## Start DATA FOR THE TASK
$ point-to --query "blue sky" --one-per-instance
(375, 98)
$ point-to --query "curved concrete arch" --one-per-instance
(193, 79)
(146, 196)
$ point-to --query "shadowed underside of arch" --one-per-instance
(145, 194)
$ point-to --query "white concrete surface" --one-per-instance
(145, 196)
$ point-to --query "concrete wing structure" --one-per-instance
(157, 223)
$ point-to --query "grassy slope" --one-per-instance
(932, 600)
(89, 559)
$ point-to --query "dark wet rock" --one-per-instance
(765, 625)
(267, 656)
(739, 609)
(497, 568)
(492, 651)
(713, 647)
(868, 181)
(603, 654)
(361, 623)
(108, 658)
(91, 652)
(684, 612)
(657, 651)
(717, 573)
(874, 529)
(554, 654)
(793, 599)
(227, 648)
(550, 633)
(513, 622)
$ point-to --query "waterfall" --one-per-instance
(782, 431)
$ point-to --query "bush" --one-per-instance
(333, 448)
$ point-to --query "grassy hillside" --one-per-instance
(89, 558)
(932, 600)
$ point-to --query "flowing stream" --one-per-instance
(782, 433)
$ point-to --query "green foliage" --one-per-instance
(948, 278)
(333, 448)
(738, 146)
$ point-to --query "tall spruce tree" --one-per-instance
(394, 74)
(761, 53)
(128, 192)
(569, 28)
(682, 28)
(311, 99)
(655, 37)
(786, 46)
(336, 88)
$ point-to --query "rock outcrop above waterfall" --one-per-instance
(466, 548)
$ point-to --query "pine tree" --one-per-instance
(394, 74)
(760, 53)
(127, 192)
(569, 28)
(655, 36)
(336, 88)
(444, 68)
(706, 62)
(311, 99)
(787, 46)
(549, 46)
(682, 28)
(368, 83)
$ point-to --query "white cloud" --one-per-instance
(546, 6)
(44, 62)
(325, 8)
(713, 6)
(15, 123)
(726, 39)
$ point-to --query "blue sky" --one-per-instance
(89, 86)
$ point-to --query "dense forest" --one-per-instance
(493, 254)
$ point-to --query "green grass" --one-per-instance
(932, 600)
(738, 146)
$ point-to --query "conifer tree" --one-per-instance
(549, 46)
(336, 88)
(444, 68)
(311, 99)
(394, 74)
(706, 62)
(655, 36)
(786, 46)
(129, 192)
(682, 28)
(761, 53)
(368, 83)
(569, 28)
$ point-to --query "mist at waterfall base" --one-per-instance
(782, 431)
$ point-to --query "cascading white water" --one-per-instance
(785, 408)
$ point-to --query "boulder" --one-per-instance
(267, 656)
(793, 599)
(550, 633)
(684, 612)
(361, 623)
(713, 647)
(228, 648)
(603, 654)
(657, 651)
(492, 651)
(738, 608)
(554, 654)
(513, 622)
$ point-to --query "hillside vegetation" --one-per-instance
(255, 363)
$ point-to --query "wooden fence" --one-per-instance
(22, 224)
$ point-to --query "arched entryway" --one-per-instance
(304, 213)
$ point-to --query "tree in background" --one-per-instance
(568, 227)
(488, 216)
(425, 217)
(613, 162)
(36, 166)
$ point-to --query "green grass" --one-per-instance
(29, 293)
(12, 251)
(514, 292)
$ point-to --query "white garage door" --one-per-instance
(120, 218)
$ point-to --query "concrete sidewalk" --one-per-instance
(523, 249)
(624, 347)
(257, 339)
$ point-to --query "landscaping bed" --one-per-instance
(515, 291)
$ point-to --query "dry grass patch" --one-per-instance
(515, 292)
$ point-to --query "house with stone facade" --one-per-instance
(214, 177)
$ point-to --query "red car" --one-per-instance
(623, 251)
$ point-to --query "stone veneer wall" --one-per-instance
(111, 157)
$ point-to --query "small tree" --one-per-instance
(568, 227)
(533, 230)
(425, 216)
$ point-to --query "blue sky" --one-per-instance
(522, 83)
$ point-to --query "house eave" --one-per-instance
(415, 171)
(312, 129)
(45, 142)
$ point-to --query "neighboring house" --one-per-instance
## End DATA FOR THE TASK
▶ _EXERCISE OBJECTIVE_
Return the full listing, character for character.

▶ _SOLUTION TO THIS TASK_
$ point-to --query "blue sky" --one-per-instance
(375, 98)
$ point-to --query "curved concrete arch" --one-per-instance
(193, 79)
(146, 196)
$ point-to --query "shadowed underside of arch" --one-per-instance
(145, 194)
$ point-to --query "white concrete surface" --one-per-instance
(145, 196)
$ point-to --query "concrete wing structure" --one-per-instance
(157, 223)
$ point-to --query "grassy slope" --one-per-instance
(932, 600)
(89, 559)
$ point-to --query "dark wet rock" --one-per-instance
(765, 625)
(267, 656)
(739, 609)
(497, 568)
(492, 651)
(713, 647)
(868, 181)
(603, 654)
(361, 623)
(108, 658)
(91, 652)
(684, 612)
(657, 651)
(717, 573)
(874, 529)
(554, 654)
(793, 599)
(227, 648)
(550, 633)
(513, 622)
$ point-to --query "waterfall" --one-per-instance
(782, 431)
$ point-to --query "bush" --one-per-instance
(333, 448)
$ point-to --query "grassy hillside" --one-per-instance
(89, 558)
(932, 600)
$ point-to --query "flowing stream" --one-per-instance
(782, 433)
$ point-to --query "green foliage" --one-per-instance
(948, 278)
(333, 448)
(738, 146)
$ point-to --query "tall spruce tree" --one-per-instance
(394, 74)
(761, 53)
(128, 192)
(569, 28)
(682, 28)
(311, 99)
(655, 37)
(786, 46)
(336, 88)
$ point-to --query "rock outcrop above waterfall" --one-per-instance
(466, 548)
$ point-to --query "pine tree" --one-per-instance
(394, 74)
(760, 53)
(127, 192)
(569, 28)
(655, 36)
(336, 88)
(444, 68)
(706, 62)
(311, 99)
(787, 46)
(549, 46)
(682, 28)
(368, 83)
$ point-to --query "white cloud" --one-per-instance
(546, 6)
(44, 62)
(325, 8)
(713, 6)
(15, 123)
(726, 39)
$ point-to --query "blue sky" --one-per-instance
(89, 86)
$ point-to --query "dense forest" --one-per-instance
(493, 254)
$ point-to --query "green grass" --one-per-instance
(932, 600)
(738, 146)
$ point-to --query "conifer tree" --one-per-instance
(549, 46)
(336, 88)
(444, 68)
(311, 99)
(394, 74)
(706, 62)
(655, 36)
(786, 46)
(129, 192)
(682, 28)
(761, 53)
(368, 83)
(569, 28)
$ point-to --query "mist at waterfall base" --one-per-instance
(782, 431)
$ point-to --query "cascading white water" --one-per-instance
(785, 408)
$ point-to --query "boulder" --one-per-instance
(267, 656)
(793, 599)
(550, 633)
(684, 612)
(361, 623)
(713, 647)
(228, 648)
(603, 654)
(657, 651)
(492, 651)
(738, 608)
(554, 654)
(513, 622)
$ point-to --query "hillside vegetation" --one-per-instance
(255, 363)
$ point-to --query "wooden fence" --one-per-instance
(22, 224)
$ point-to --query "arched entryway" --one-per-instance
(304, 213)
$ point-to --query "tree in background" --one-per-instance
(568, 227)
(488, 216)
(425, 217)
(613, 162)
(36, 166)
$ point-to --query "green grass" --one-per-instance
(29, 293)
(12, 251)
(514, 292)
$ point-to --query "white garage door" --one-per-instance
(120, 218)
$ point-to --query "concrete sidewalk" --one-per-instance
(523, 249)
(624, 347)
(257, 339)
$ point-to --query "landscaping bed" --one-per-instance
(515, 291)
$ point-to --query "dry grass patch" --one-per-instance
(515, 292)
$ point-to --query "house with stone facade" --one-per-instance
(214, 177)
$ point-to --query "red car" --one-per-instance
(623, 251)
$ point-to --query "stone veneer wall" --one-per-instance
(111, 157)
$ point-to --query "small tree" --one-per-instance
(568, 227)
(533, 230)
(425, 216)
$ point-to --query "blue sky" --one-per-instance
(522, 83)
$ point-to --query "house eave" --one-per-instance
(415, 171)
(312, 129)
(45, 142)
$ point-to --query "neighboring house" --one-per-instance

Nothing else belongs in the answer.